### Provided records
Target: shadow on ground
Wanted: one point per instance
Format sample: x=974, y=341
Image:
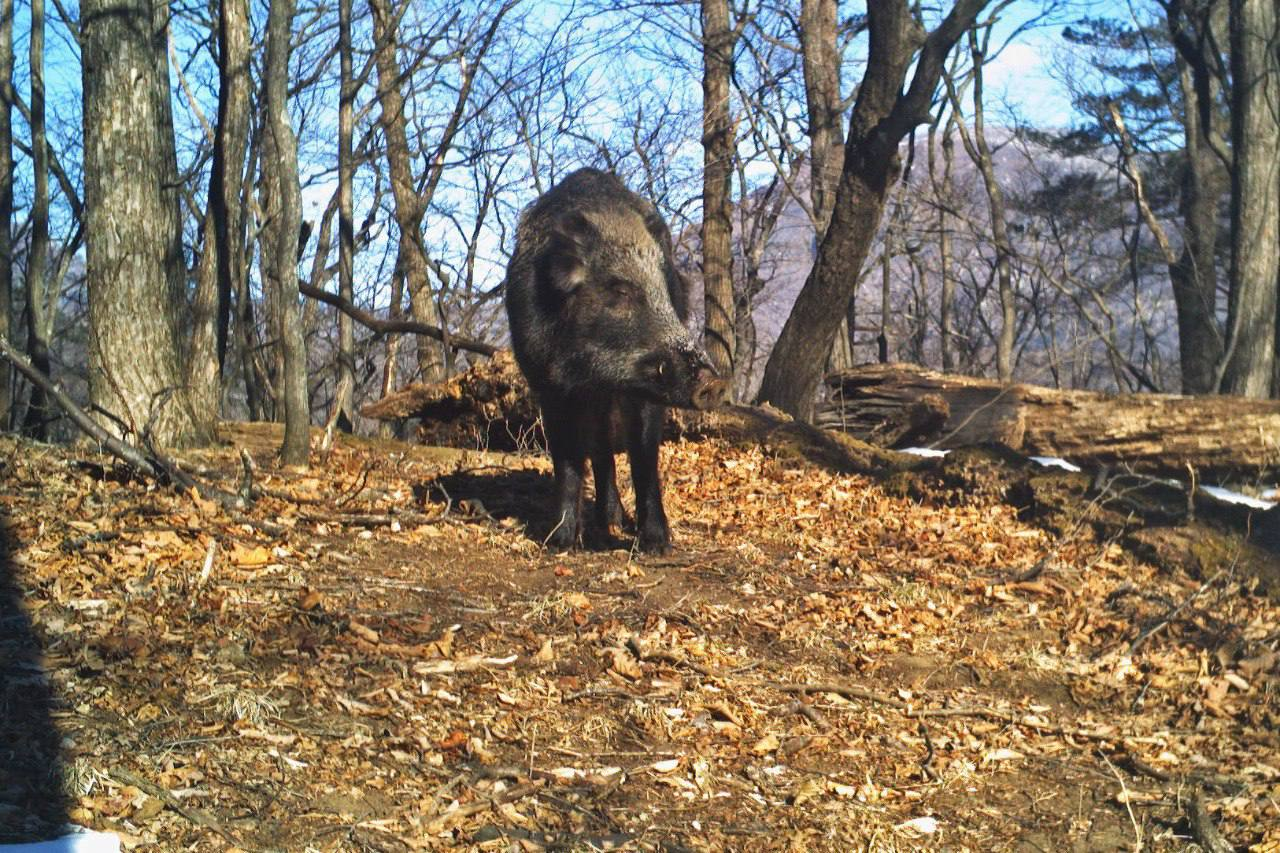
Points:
x=520, y=495
x=32, y=801
x=524, y=496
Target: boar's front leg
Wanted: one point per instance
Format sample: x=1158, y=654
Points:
x=609, y=437
x=644, y=437
x=568, y=460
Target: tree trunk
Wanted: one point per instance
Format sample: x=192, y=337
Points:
x=222, y=260
x=821, y=58
x=1255, y=197
x=5, y=204
x=882, y=117
x=718, y=42
x=979, y=151
x=344, y=392
x=280, y=160
x=411, y=259
x=1194, y=274
x=39, y=306
x=901, y=405
x=133, y=245
x=949, y=286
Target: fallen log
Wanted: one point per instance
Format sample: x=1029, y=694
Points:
x=488, y=407
x=897, y=405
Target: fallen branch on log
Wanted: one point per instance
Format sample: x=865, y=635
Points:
x=899, y=404
x=391, y=327
x=150, y=464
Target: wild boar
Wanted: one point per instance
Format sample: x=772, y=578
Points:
x=597, y=311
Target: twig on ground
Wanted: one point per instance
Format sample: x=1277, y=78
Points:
x=1169, y=616
x=475, y=807
x=247, y=466
x=193, y=815
x=154, y=465
x=809, y=714
x=1203, y=829
x=1125, y=798
x=360, y=486
x=854, y=692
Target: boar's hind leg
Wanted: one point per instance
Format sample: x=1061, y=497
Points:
x=644, y=437
x=608, y=506
x=609, y=437
x=568, y=459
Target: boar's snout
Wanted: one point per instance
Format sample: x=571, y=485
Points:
x=708, y=389
x=686, y=378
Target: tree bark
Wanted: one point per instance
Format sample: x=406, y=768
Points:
x=1205, y=179
x=40, y=306
x=411, y=260
x=133, y=243
x=7, y=97
x=819, y=55
x=883, y=114
x=346, y=381
x=821, y=64
x=900, y=405
x=718, y=42
x=949, y=284
x=979, y=151
x=286, y=217
x=222, y=260
x=1255, y=197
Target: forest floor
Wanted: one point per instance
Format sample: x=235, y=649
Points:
x=380, y=655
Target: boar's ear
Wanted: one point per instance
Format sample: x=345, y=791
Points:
x=657, y=227
x=563, y=261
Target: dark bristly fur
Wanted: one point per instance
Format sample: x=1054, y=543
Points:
x=597, y=313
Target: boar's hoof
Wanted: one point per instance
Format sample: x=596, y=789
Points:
x=654, y=539
x=562, y=538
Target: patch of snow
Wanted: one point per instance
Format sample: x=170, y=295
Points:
x=77, y=840
x=1228, y=496
x=1054, y=461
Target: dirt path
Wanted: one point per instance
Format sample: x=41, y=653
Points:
x=379, y=655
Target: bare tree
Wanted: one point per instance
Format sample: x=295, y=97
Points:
x=720, y=37
x=883, y=114
x=280, y=176
x=1196, y=28
x=41, y=295
x=346, y=387
x=979, y=151
x=5, y=203
x=1251, y=352
x=131, y=220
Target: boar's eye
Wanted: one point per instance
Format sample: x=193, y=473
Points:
x=621, y=291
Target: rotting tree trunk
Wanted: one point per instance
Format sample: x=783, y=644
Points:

### Task statement
Put every line of the material above into a Markdown table with a Row column for the row number and a Line column for the text, skipping blank lines. Leave the pictures out of the table.

### Problem solution
| Row | Line |
|---|---|
| 1 | Target: shadow on ground |
| 2 | Wanted: one point per instance |
| 3 | Format sample: x=974, y=341 |
| 4 | Image: |
| 5 | Points: |
| 6 | x=520, y=495 |
| 7 | x=32, y=801 |
| 8 | x=524, y=496 |
| 9 | Target: boar's front leg |
| 10 | Wanted: one point per instance |
| 11 | Format sample: x=1158, y=654 |
| 12 | Points: |
| 13 | x=609, y=437 |
| 14 | x=644, y=437 |
| 15 | x=568, y=460 |
| 16 | Target: tree trunk |
| 17 | Wanted: one point per instance |
| 18 | Format sample: x=192, y=337 |
| 19 | Points: |
| 20 | x=222, y=260 |
| 21 | x=821, y=58 |
| 22 | x=1255, y=197 |
| 23 | x=5, y=204 |
| 24 | x=882, y=117 |
| 25 | x=718, y=42 |
| 26 | x=979, y=151 |
| 27 | x=344, y=392 |
| 28 | x=280, y=160 |
| 29 | x=411, y=259 |
| 30 | x=1194, y=274 |
| 31 | x=39, y=306 |
| 32 | x=901, y=405 |
| 33 | x=133, y=245 |
| 34 | x=949, y=286 |
| 35 | Target: fallen log |
| 36 | Wanted: one point per instance |
| 37 | Format sample: x=1029, y=694 |
| 38 | Points: |
| 39 | x=488, y=407 |
| 40 | x=897, y=405 |
| 41 | Target: fallen branch on log |
| 42 | Wanted: one point per instance |
| 43 | Format sample: x=865, y=635 |
| 44 | Points: |
| 45 | x=899, y=404 |
| 46 | x=391, y=327 |
| 47 | x=150, y=464 |
| 48 | Target: wild boar |
| 49 | Wanted: one point per instance |
| 50 | Format sample: x=772, y=578 |
| 51 | Points: |
| 52 | x=597, y=311 |
| 53 | Target: twig on ground |
| 54 | Wanted: one point per instance |
| 55 | Format sample: x=1277, y=78 |
| 56 | Points: |
| 57 | x=1169, y=616 |
| 58 | x=475, y=807 |
| 59 | x=247, y=466 |
| 60 | x=193, y=815 |
| 61 | x=154, y=465 |
| 62 | x=809, y=714 |
| 63 | x=1203, y=829 |
| 64 | x=1125, y=798 |
| 65 | x=360, y=486 |
| 66 | x=854, y=692 |
| 67 | Target: boar's hind leg |
| 68 | Wanted: one point per instance |
| 69 | Format sample: x=1061, y=497 |
| 70 | Points: |
| 71 | x=644, y=437 |
| 72 | x=608, y=506 |
| 73 | x=609, y=437 |
| 74 | x=568, y=459 |
| 75 | Target: boar's snout |
| 76 | Wanted: one point per instance |
| 77 | Format sample: x=571, y=485 |
| 78 | Points: |
| 79 | x=708, y=389 |
| 80 | x=686, y=378 |
| 81 | Target: tree bark |
| 82 | Wanted: one point per instance |
| 83 | Format sample: x=406, y=768 |
| 84 | Points: |
| 85 | x=1205, y=179 |
| 86 | x=40, y=306 |
| 87 | x=411, y=260 |
| 88 | x=133, y=243 |
| 89 | x=7, y=97 |
| 90 | x=819, y=55 |
| 91 | x=883, y=114 |
| 92 | x=346, y=381 |
| 93 | x=821, y=64 |
| 94 | x=900, y=405 |
| 95 | x=718, y=42 |
| 96 | x=949, y=284 |
| 97 | x=979, y=151 |
| 98 | x=286, y=217 |
| 99 | x=222, y=260 |
| 100 | x=1255, y=197 |
| 101 | Target: forest floor |
| 102 | Wanted: one point per instance |
| 103 | Format sample: x=235, y=649 |
| 104 | Points: |
| 105 | x=380, y=655 |
| 106 | Target: boar's ear |
| 107 | Wanted: one point per instance |
| 108 | Format sample: x=345, y=791 |
| 109 | Points: |
| 110 | x=657, y=227 |
| 111 | x=563, y=261 |
| 112 | Target: dark bristly fur |
| 113 | Wanted: one point per instance |
| 114 | Format sample: x=1054, y=543 |
| 115 | Points: |
| 116 | x=597, y=313 |
| 117 | Target: boar's hoof |
| 118 | Wanted: one point per instance |
| 119 | Format sample: x=596, y=789 |
| 120 | Points: |
| 121 | x=654, y=539 |
| 122 | x=562, y=538 |
| 123 | Target: patch of snow |
| 124 | Wanted: one point per instance |
| 125 | Format sample: x=170, y=295 |
| 126 | Points: |
| 127 | x=77, y=840 |
| 128 | x=1228, y=496 |
| 129 | x=1054, y=461 |
| 130 | Target: dirt path |
| 131 | Wanted: one point per instance |
| 132 | Format sample: x=41, y=653 |
| 133 | Points: |
| 134 | x=379, y=655 |
| 135 | Target: bare tree |
| 136 | Wanted: one point per instance |
| 137 | Format sample: x=295, y=97 |
| 138 | Points: |
| 139 | x=720, y=37 |
| 140 | x=883, y=114 |
| 141 | x=280, y=176 |
| 142 | x=1196, y=28 |
| 143 | x=41, y=295 |
| 144 | x=346, y=387 |
| 145 | x=979, y=151 |
| 146 | x=5, y=203 |
| 147 | x=1251, y=352 |
| 148 | x=131, y=220 |
| 149 | Target: boar's eye |
| 150 | Wanted: one point per instance |
| 151 | Format sample: x=193, y=473 |
| 152 | Points: |
| 153 | x=621, y=291 |
| 154 | Target: rotting tree trunk |
| 155 | Wanted: one point per instance |
| 156 | Format sample: x=783, y=644 |
| 157 | Points: |